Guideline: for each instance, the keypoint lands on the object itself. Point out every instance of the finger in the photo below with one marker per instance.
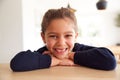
(46, 52)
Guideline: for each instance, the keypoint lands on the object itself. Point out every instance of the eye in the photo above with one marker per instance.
(53, 36)
(68, 35)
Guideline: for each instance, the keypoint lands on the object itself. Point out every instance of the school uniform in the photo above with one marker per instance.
(88, 56)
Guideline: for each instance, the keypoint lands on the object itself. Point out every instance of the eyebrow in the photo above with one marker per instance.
(57, 33)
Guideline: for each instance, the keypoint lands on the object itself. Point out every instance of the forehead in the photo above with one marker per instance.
(61, 25)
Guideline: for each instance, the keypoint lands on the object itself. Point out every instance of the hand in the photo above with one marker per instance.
(66, 62)
(62, 62)
(54, 61)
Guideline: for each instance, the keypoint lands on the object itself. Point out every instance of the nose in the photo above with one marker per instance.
(61, 41)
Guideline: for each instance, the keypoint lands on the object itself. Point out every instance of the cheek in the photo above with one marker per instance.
(49, 44)
(71, 42)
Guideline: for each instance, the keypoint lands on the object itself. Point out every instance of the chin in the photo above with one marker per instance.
(61, 57)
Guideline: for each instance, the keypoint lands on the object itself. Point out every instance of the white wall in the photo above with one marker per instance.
(11, 39)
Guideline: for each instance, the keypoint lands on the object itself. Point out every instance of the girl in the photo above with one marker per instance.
(59, 32)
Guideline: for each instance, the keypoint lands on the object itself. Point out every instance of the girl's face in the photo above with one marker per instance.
(60, 37)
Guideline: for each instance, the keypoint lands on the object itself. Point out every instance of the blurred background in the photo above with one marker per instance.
(20, 22)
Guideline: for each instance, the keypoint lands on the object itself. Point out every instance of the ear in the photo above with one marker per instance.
(43, 37)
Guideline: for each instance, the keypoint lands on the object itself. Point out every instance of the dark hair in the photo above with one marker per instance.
(52, 14)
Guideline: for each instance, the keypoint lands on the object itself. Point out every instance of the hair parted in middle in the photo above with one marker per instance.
(52, 14)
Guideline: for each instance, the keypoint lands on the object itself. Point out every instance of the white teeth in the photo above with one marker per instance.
(60, 50)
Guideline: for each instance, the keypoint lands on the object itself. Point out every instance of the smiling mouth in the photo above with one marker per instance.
(60, 51)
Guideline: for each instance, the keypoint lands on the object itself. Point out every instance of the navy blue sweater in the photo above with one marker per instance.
(89, 56)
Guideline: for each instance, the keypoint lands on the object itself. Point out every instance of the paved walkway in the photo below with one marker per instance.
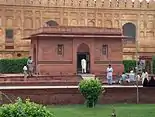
(59, 87)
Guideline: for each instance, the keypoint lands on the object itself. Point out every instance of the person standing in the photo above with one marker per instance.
(84, 65)
(144, 75)
(30, 66)
(25, 72)
(109, 75)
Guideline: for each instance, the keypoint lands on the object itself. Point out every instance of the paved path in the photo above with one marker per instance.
(59, 87)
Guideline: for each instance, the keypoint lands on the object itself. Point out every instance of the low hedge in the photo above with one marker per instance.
(16, 65)
(12, 65)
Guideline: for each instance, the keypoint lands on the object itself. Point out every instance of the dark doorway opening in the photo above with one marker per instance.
(80, 56)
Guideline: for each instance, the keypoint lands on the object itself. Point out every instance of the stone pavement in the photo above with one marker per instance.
(59, 87)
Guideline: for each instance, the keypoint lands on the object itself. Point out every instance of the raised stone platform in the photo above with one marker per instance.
(48, 80)
(70, 94)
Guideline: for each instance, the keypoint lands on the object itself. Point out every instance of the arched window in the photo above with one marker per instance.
(52, 23)
(129, 29)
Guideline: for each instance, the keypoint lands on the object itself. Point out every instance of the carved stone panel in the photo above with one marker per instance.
(108, 24)
(0, 21)
(28, 23)
(74, 22)
(82, 22)
(28, 13)
(9, 12)
(150, 17)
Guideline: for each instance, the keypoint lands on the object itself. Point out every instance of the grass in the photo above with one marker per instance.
(122, 110)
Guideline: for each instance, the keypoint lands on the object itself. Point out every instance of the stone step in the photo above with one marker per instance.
(87, 76)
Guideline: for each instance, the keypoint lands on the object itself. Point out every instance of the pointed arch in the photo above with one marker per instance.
(83, 48)
(129, 29)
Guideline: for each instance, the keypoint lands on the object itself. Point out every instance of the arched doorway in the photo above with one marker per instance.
(83, 53)
(51, 23)
(129, 29)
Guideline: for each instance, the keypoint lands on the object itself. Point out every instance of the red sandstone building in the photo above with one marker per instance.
(59, 50)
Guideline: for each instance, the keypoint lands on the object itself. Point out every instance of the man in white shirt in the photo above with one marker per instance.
(109, 74)
(83, 65)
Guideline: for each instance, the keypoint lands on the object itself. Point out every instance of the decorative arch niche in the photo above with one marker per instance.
(129, 29)
(83, 48)
(52, 23)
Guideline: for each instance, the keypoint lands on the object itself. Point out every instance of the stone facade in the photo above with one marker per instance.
(59, 50)
(22, 16)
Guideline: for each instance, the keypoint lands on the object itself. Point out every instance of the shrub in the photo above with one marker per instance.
(90, 89)
(129, 64)
(24, 109)
(12, 65)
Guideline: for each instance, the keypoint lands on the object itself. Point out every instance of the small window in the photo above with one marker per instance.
(9, 33)
(60, 50)
(105, 50)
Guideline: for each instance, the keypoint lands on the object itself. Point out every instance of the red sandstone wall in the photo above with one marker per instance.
(114, 56)
(67, 64)
(52, 62)
(72, 96)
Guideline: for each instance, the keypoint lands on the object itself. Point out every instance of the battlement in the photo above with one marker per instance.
(109, 4)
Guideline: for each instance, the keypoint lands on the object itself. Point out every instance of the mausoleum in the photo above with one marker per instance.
(59, 49)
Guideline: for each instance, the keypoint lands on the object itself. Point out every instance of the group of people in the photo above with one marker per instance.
(141, 77)
(28, 68)
(149, 82)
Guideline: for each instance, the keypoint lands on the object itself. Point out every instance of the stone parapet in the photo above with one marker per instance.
(112, 4)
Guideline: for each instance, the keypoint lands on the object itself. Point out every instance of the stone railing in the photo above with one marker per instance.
(112, 4)
(78, 30)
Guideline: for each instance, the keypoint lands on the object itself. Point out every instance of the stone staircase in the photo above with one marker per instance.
(87, 76)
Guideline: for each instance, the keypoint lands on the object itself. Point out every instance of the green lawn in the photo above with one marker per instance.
(122, 110)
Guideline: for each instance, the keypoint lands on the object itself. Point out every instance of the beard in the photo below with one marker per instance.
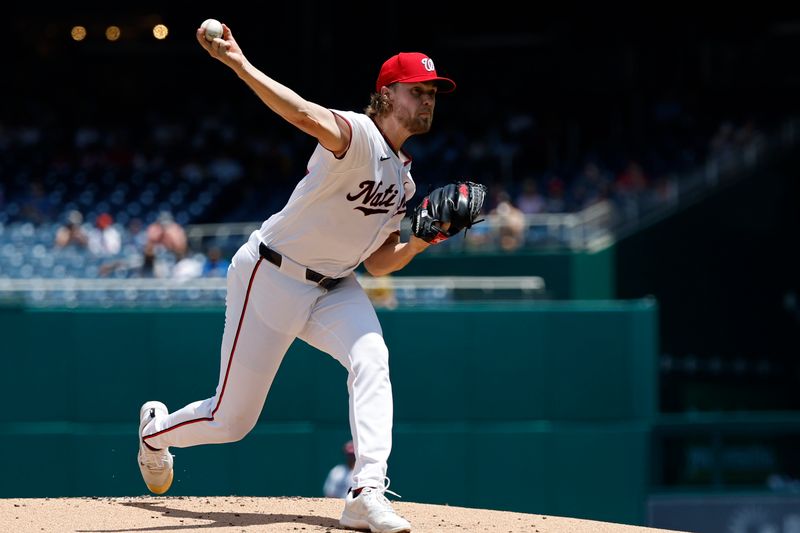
(417, 124)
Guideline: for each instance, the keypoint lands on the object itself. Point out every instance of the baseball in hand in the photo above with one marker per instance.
(213, 29)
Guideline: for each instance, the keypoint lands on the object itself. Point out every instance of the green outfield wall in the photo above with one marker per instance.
(568, 274)
(543, 407)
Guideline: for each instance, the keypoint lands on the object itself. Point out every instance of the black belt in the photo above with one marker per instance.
(311, 275)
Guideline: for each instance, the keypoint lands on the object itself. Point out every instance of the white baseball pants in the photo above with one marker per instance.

WHAT YOU NEED TO DO: Exactly reproduce the lines beginning at the one that contains "of the beard" and ending at the final line of the material, with the pictures left out.

SOLUTION FOR THIS EXERCISE:
Guideline: for each instance, the keypoint lands on the object itself. Point out every instance of the beard in the photo below with one marker per instance.
(417, 124)
Guideline: for each instance, the keypoint lands on the object itself. Point out every instance of the baseball in hand in the photo above with one marker per instance.
(213, 29)
Guideline: for each instance, the keypoint lands on the object itself. Point out every instance of the green outfield wall in the photo above with one marker per instance.
(568, 274)
(543, 407)
Guideline: for each instance, the keypoint lands on the object itself. Point out every instance of the black belt in the photo above with one marker per instance.
(311, 275)
Guideline: for each instance, the keypoint lands on the object itself. Point out every instance of the white baseball pants in the photo above with one marker per instance.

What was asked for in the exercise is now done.